> **Extracto del documento**:
───

Al lado de esta faceta, tal vez reprochable, deberíase destacar la contrapartida positiva. Muchos de los artefactos que suscitan las consideraciones anteriores son, incontestablemente, unos instrumentos de difusión cultural de extraordinaria potencia. Prensas, cine, radio, televisión, pic-up, en tanto que eso, en tanto que medios de difusión, ¿qué han de ser, sino beneficiosos? Nunca como hoy las obras maestras de cualquier literatura estuvieron tan a la mano del bolsillo más modesto. El cine puede proporcionarnos, a precios potables, espectáculos antes inasequibles a la mayoría o imposibles para todos: Shakespeare, en una versión cinematográfica de Lawrence Olivier o de Orson Welles, ha tenido más espectadores en un solo año que los tuvo en tres siglos y medio sobre las tablas de los escenarios. Los conciertos no eran antaño sino patrimonio de unos pocos: hoy podemos oír las mejores piezas de Vivaldi o de Schoenberg, de Corelli o de Stravinsky, las más severas interpretaciones de Casals o de Oistrakh, sin salir de casa, por la radio o con un tocadiscos. Algunas editoras de arte han llegado a tal extremo de perfección en sus reproducciones de cuadros, que algunos libros-álbum nos eximen de visitar museos distantes. Como es lógico, el disfrute de estas oportunidades no está en todos los casos al mismo nivel, ni todas las sociedades ofrecen a sus individuos la misma opción a acceder a ellas. Pero esto no altera nada de esencial, puesto que lo importante es que la técnica ponga todo eso a nuestra disposición y que potencialmente se dirija a todos. Esto último merece ser subrayado. Porque, como todo lo que produce la técnica moderna, también aquellos medios de difusión cultural, en sí o en sus productos, son objeto de una explotación industrial. Y explotación industrial implica fabricación en serie, mercado ilimitado, tendencia a las ventas máximas, etc. Quiere decirse, en fin, que, como ocurrió con la imprenta, pero ahora en otras esferas y con mayor brío tal vez, la técnica «desamortiza» a la cultura, la saca de los estancos sociales que hasta hoy la monopolizaban, y la derrama, virtualmente al menos, sobre un público más amplio, sobre un público universal.

───

> **Material aportado**:
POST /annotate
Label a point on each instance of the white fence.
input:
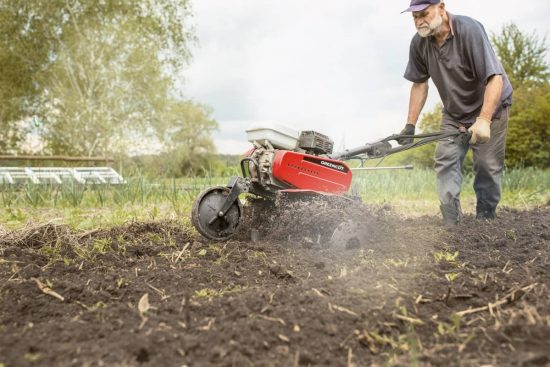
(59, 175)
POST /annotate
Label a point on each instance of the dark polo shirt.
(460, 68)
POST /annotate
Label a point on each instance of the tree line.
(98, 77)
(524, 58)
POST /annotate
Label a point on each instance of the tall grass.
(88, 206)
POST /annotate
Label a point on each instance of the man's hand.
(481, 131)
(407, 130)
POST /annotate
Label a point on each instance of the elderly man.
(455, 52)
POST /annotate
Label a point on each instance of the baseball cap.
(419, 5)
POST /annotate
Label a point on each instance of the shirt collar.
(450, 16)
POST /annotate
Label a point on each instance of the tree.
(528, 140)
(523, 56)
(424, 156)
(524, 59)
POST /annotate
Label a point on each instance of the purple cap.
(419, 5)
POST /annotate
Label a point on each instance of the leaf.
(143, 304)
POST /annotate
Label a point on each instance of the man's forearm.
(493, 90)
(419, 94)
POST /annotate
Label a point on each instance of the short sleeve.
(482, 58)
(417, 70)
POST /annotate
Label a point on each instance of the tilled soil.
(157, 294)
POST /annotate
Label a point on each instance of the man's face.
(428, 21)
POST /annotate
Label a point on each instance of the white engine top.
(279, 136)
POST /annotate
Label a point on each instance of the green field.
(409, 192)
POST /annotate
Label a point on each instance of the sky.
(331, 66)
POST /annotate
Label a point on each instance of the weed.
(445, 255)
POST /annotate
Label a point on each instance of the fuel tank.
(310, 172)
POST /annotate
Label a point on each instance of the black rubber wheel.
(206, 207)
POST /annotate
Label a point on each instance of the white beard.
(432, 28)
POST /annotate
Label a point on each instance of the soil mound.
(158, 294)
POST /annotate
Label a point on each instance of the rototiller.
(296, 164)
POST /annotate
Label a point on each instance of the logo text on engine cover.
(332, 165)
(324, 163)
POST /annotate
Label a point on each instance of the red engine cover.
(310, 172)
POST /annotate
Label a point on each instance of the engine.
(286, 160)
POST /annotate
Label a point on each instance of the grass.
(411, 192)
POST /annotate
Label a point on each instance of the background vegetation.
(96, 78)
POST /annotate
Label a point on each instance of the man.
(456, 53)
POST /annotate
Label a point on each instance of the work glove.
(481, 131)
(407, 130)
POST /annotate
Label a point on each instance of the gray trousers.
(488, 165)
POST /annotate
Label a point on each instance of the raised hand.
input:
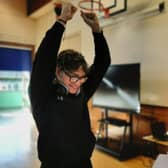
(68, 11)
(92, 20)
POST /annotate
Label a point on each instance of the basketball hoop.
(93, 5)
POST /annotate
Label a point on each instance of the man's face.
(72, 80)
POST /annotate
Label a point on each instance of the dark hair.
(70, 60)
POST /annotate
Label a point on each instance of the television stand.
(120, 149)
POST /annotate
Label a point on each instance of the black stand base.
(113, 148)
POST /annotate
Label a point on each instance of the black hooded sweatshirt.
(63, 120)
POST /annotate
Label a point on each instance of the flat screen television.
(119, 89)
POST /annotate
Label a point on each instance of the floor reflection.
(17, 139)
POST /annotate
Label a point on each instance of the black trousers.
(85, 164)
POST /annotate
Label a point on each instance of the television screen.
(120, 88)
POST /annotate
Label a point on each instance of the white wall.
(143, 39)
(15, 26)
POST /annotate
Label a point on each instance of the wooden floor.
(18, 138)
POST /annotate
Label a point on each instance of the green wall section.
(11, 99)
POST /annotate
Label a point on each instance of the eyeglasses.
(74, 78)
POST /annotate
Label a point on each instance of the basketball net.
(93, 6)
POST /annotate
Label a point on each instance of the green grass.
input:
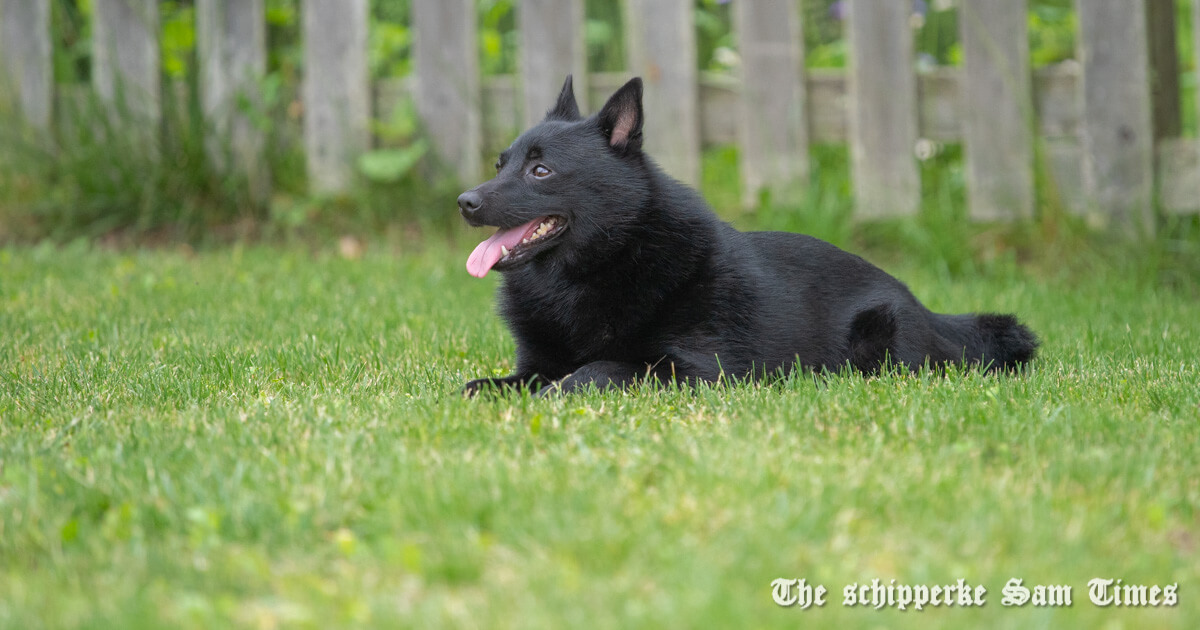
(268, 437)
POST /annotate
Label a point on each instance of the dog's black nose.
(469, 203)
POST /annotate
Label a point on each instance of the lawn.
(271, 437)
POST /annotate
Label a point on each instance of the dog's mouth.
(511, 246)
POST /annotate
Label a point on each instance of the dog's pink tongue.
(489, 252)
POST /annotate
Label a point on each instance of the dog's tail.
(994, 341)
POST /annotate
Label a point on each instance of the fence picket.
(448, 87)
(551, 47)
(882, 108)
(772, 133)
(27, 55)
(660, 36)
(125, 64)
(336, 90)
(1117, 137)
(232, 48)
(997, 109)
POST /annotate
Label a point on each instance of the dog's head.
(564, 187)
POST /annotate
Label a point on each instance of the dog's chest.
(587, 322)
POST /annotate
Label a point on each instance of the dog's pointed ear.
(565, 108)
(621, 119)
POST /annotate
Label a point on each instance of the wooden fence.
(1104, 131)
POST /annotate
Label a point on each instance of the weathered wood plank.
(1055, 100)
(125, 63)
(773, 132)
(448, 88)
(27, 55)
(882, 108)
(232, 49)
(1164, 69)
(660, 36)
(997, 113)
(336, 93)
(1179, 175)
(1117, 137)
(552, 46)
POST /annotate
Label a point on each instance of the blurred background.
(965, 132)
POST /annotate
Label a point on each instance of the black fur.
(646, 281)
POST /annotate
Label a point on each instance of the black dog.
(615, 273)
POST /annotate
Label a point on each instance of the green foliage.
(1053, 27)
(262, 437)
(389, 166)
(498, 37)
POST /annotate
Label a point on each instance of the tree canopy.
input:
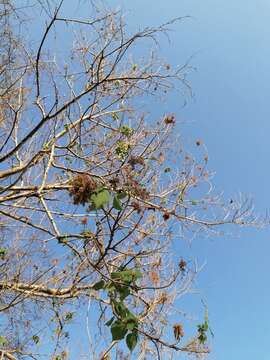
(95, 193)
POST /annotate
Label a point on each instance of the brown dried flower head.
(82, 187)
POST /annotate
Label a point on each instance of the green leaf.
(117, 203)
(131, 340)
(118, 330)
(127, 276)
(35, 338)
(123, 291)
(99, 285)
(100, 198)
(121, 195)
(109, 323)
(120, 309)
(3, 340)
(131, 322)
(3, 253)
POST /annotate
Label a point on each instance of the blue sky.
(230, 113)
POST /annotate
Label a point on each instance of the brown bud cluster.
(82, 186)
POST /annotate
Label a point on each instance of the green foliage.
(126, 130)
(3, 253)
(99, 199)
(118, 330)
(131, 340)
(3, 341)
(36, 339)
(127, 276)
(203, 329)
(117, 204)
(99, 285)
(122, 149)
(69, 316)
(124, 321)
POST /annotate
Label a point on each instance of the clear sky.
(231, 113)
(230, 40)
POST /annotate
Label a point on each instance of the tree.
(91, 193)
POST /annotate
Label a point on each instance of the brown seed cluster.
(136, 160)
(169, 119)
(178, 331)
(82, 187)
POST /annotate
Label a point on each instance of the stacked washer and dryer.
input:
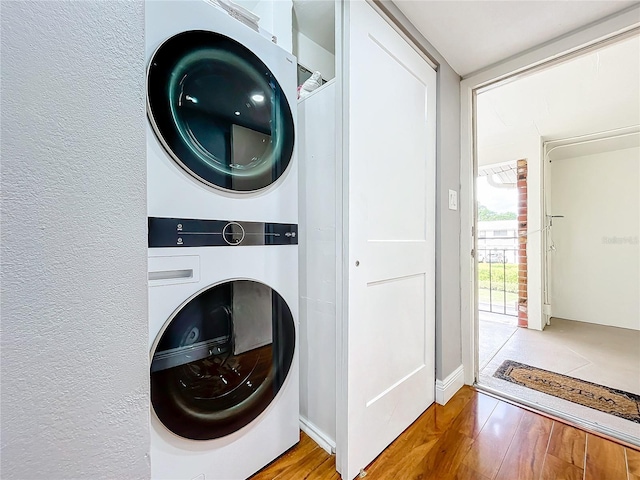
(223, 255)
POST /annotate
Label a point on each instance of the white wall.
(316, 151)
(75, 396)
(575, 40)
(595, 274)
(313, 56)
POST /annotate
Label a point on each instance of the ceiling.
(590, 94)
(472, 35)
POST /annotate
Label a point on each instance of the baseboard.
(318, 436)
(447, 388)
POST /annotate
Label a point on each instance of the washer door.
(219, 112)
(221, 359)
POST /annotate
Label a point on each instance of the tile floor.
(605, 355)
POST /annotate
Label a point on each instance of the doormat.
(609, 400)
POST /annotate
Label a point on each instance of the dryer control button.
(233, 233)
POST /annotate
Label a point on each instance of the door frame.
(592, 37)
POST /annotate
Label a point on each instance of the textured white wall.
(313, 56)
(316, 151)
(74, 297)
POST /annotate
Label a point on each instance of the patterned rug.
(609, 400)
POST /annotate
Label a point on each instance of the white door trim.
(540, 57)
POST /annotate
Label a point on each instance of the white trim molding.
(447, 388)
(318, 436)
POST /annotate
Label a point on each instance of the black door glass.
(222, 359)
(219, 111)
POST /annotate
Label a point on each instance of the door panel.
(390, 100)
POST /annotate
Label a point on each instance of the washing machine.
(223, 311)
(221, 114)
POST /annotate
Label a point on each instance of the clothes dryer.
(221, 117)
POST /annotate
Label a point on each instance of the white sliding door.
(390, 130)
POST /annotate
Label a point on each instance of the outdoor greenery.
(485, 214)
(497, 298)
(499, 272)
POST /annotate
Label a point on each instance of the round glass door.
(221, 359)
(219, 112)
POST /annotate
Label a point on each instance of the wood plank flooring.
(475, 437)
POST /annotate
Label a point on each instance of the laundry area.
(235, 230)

───

> **Tareas propuestas**:
[1] Determina si cada afirmación concuerda con el texto sobre la difusión cultural; contesta sí o no y cita literalmente las palabras del texto que lo deciden. (a) Una versión cinematográfica de Shakespeare ha reunido en un solo año más espectadores que el teatro en tres siglos y medio. (b) Todas las sociedades ofrecen a sus individuos la misma opción de acceder a estas oportunidades. (c) La técnica se compara con la imprenta en su efecto sobre la cultura.
[2] Prosigue el texto sobre la difusión cultural a partir de su última oración.
El material no guarda relación con el texto sobre la difusión cultural.

> **Respuestas por tarea**:
[1]
(a) Sí: «ha tenido más espectadores en un solo año que los tuvo en tres siglos y medio sobre las tablas de los escenarios».
(b) No: «ni todas las sociedades ofrecen a sus individuos la misma opción a acceder a ellas».
(c) Sí: «como ocurrió con la imprenta, pero ahora en otras esferas y con mayor brío tal vez».

[2]
¿Cuál es este público, cómo es, qué es? Tales preguntas abren un nuevo camino de análisis en mi libro. Los sociólogos norteamericanos de los últimos veinte o treinta años, al enfrentarse con los fenómenos a que me vengo refiriendo –más patentes en su país que en sitio alguno–, empezaron a hablar de «cultura de masas». Antes que ellos, la terminología de muchos pensadores europeos había dado al mismo término de «masa» una actualidad muy explicable. En un caso y en otro, la palabra «masa» tendía a designar una realidad social nueva, y aunque la mayoría de los autores que la emplean no suelen delimitar su concepto con demasiada pulcritud, es lo cierto que palabra, concepto y realidad han de servirnos como arranque para el estudio de las cuestiones que nos interesan. De todos modos, creo que el uso corriente del vocablo «masa», entre filósofos y escritores, viene tarado por una especie de repugnancia que conviene evitar. Casi todos ellos, al escribir sobre el fenómeno de las masas, han escrito contra las masas, en una posición militante de desdén: hombres que se sienten «élite» no se conciben ellos mismos más que en antagonismo, casi en guerra, con la «masa». Será más útil adoptar una actitud objetiva. Y si desechamos los prejuicios aristocratoides, tipo Spengler, Ortega y Marcel, nos encontraremos además en situación de fijar con mejor pureza los contornos del hecho que vamos a considerar. Por mi parte, creo que es un error querer equiparar el fenómeno actual de las masas a otros fenómenos de multitudes inconexas que recuerda la historia –el del Bajo Imperio, por ejemplo, como hace Ortega y Gasset–. El esquema minoría-masa de hoy, tal vez equivocado en sí, y equívoco, induce a establecer paralelismos con acontecimientos del pasado donde se reproduce la tensión entre unos pocos y los muchos. A mi entender, la «masa» es un producto rigurosamente original de nuestra época: la masa es una multitud, sí, pero no una multitud cualquiera; es una multitud con caracteres propios, que la diferencian justamente, de manera esencial, de todas las multitudes anteriores. Si esta masa es «rebelde», o es «una degradación de lo humano», etc., es otro cantar. Lo que ahora nos debe importar más es el juicio de existencia y no el juicio de valor. Aunque en materia de valoraciones también habría mucho que decir.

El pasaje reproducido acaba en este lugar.